The crystallinity of this polyethylene is determined by nuclear magnetic resonance. The percentage crystallinity represents the percentage by weight of the total polymer which is crystalline rather than amorphous.

The deflector rings of my invention are made of such metal as will withstand abrasion at least reasonably well. The rate or mass of these rotatable ring should be so selected that the rings are rather easily rotated by the jetting well fluid yet they must be sufficiently heavy to absorb at least a considerable portion of the kinetic energy of the stream or streams of well fluid entering through the casing perforations. When these rings are too light they rotate too easily under the influence of the inflowing well fluid and do not absorb much kinetic energy nor reduce the velocity of the inflowing fluid and in this manner actually they do not serve the intended purpose. When the rings are too heavy they rotate with difficulty and are more or less equivalent to merely a stationary tubing and continued jetting of the well fluid through the perforations onto the fins of the rings with the rings not rotating will in due time abrade the fins, the rings then merely acting as mechanical protectors of the tubing. Upon continued use in this manner, the rings wear or are abraded and ultimately the tubing will be damaged by the incoming well fluid. The rings in this case serve little purpose.

The rings should fit loosely around the tubing so that there will not be unwarranted abrasion between the plastic ring, or inner ring and the metal tubing as the ring rotates. Clearances of the order of 0.05 to 0.1 inch or greater are usually ample for free rotation of the ring around the tubing. In some instances, clearances, i.e., the inside diameter of the ring minus the outside diameter of the 6 tubing, are greater than 0.1. inch, and in other instances less than 0.05 inch.

Other polyolefins suitable for production of the deflector vanes herein disclosed possess densities of about 0.90 to 0.92, crystallinities of at least about percent, and molecular weights in the range of about 25,000 to 200,000. A method for preparation of polyolefin plastic material is given in Belgian Patents 533,362 and 538,782.

While certain embodiments of the invention have been described for illustrative purposes, the invention obviously is not limited thereto.

GOAL OF THE EXERCISE.
Can you carry on the passage about rotating deflector rings on well tubing, starting right after its last sentence?

ENTRIES.
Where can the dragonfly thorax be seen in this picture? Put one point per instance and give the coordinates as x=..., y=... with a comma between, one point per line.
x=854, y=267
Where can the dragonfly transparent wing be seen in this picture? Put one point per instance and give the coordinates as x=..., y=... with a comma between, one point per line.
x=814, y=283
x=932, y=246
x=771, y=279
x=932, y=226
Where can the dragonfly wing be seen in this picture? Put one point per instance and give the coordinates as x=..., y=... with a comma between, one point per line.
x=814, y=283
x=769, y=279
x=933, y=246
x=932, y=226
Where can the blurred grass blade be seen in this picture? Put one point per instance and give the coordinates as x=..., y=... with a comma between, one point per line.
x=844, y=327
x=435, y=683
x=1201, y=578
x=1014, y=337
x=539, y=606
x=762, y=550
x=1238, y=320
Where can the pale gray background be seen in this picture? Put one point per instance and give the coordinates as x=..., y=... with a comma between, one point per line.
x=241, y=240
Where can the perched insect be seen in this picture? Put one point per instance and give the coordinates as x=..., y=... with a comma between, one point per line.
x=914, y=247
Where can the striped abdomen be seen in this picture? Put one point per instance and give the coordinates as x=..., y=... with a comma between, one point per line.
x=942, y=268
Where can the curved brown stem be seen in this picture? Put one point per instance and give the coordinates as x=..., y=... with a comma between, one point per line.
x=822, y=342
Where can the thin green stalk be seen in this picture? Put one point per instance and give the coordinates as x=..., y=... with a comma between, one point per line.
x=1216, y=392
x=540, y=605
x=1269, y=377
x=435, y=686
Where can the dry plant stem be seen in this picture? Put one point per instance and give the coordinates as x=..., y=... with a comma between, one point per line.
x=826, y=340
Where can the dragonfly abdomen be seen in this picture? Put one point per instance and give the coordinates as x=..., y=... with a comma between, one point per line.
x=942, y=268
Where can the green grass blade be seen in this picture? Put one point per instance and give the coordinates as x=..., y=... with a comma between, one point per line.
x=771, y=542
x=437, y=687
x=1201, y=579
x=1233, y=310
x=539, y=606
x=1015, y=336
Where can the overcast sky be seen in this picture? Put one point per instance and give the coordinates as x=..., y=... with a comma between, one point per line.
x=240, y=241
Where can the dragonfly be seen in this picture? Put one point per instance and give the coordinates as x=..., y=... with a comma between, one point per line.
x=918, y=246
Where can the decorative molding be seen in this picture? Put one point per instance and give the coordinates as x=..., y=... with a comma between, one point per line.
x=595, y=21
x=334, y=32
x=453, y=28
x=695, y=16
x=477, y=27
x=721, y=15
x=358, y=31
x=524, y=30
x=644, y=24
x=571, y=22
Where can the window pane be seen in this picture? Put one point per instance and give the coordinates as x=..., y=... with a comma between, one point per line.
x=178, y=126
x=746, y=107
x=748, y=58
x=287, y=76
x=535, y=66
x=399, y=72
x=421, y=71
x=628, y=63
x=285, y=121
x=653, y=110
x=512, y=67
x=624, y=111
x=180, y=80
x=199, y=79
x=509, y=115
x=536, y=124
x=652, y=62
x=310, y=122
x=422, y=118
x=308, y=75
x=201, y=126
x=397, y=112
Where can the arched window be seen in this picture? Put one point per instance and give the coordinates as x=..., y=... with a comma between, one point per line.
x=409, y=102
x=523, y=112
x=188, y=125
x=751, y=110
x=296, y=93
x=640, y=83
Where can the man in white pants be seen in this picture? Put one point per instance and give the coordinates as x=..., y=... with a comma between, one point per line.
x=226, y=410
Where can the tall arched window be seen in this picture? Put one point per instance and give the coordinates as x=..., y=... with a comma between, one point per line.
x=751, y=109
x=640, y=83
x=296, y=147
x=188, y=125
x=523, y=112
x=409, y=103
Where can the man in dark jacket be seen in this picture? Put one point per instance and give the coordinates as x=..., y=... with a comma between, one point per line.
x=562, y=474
* * *
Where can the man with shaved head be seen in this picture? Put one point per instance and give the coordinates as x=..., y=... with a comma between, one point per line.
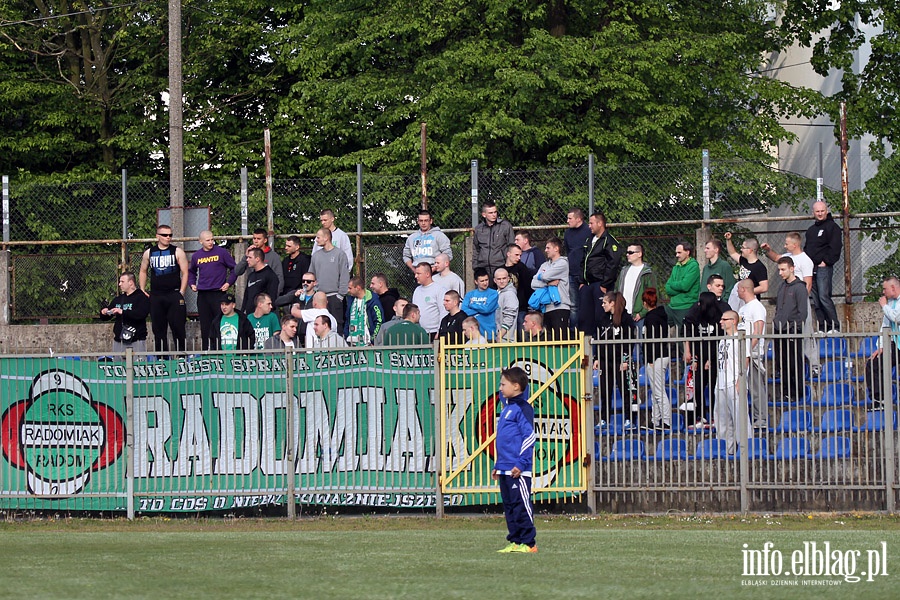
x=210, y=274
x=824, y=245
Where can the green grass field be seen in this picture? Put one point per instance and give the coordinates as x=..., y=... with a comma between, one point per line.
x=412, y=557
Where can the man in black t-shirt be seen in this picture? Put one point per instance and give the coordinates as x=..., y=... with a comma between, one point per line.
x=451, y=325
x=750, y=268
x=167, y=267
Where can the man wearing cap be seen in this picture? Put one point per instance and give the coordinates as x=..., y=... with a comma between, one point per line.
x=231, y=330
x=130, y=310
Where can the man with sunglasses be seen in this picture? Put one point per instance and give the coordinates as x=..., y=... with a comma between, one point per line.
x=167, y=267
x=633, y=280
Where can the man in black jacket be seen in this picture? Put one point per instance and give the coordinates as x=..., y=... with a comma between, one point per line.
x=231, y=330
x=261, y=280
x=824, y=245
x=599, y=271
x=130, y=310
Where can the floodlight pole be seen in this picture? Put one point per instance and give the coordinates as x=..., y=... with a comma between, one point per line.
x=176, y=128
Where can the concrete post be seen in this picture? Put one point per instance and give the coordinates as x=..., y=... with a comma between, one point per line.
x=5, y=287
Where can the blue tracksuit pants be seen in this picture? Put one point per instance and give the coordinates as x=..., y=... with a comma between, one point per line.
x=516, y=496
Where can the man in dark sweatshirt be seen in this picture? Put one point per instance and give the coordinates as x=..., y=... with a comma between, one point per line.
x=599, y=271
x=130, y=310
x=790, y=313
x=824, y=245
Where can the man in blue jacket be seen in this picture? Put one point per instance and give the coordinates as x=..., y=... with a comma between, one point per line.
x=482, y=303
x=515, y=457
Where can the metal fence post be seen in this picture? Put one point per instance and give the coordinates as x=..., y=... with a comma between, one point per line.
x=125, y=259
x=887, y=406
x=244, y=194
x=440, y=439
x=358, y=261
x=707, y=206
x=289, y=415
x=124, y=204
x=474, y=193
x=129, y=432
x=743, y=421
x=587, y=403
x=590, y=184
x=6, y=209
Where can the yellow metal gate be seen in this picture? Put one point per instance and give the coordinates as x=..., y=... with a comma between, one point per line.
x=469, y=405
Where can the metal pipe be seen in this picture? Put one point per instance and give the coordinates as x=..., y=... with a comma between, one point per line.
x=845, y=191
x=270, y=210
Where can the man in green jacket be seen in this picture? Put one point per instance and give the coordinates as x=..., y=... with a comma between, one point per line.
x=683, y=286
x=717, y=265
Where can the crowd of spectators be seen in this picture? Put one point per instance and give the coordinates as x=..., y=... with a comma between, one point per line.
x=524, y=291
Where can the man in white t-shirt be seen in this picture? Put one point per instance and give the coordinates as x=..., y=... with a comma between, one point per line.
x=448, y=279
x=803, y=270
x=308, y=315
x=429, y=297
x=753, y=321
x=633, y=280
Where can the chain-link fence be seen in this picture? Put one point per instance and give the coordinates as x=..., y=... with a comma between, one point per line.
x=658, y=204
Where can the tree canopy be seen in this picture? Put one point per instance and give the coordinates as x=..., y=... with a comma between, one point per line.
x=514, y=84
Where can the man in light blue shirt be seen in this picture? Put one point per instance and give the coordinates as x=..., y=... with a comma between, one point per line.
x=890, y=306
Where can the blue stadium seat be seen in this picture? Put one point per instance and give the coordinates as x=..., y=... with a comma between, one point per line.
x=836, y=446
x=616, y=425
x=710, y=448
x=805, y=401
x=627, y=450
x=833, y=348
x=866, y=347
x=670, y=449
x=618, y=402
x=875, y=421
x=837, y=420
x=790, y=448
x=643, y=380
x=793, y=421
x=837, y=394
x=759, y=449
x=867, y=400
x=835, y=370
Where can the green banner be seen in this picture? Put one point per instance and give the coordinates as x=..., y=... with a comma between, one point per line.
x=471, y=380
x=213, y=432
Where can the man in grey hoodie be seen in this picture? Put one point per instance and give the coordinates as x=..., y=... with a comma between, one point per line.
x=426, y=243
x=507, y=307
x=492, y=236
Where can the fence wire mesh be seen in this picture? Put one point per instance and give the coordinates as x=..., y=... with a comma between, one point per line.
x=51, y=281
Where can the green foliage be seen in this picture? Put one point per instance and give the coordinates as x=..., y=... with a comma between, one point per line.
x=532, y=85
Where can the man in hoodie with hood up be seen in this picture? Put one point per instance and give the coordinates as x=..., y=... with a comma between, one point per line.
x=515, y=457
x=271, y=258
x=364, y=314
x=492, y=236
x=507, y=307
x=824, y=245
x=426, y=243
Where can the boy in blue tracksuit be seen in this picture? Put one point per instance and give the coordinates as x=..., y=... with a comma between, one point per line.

RESPONSE.
I claim:

1. An apparatus for minimizing erosion of a portion of a deep well fluid production assembly disposed in a well through a high pressure fluid producing formation, said formation being adapted to inject fluid containing an abrasive into said well at high velocity comprising, in combination, a well production tubing extending from the head of said well through a high pressure fluid producing formation to a level below said formation, said tubing being adapted for production of well fluid from a formation below the aforesaid formation, a packer set in said Well intermediate said formations, at least one ring disposed concentrically and rotatably around said tubing throughout the area exposed to said high pressure fluid of the first mentioned formation, a plurality of vanes disposed at spaced intervals on the outer periphery of said ring and extending outward therefrom, the longitudinal axes of said vanes being parallel to the axis of said tubing, said vanes having inwardly curved side surfaces in such a manner as to absorb energy from said well fluid containing abrasive on being injected into said well at high velocity, the absorbed energy being transformed into rotational energy of said ring thereby reducing abrasion of said tubing by the high velocity fluid containing abrasive, and means retaining said ring at the level of the first mentioned formation.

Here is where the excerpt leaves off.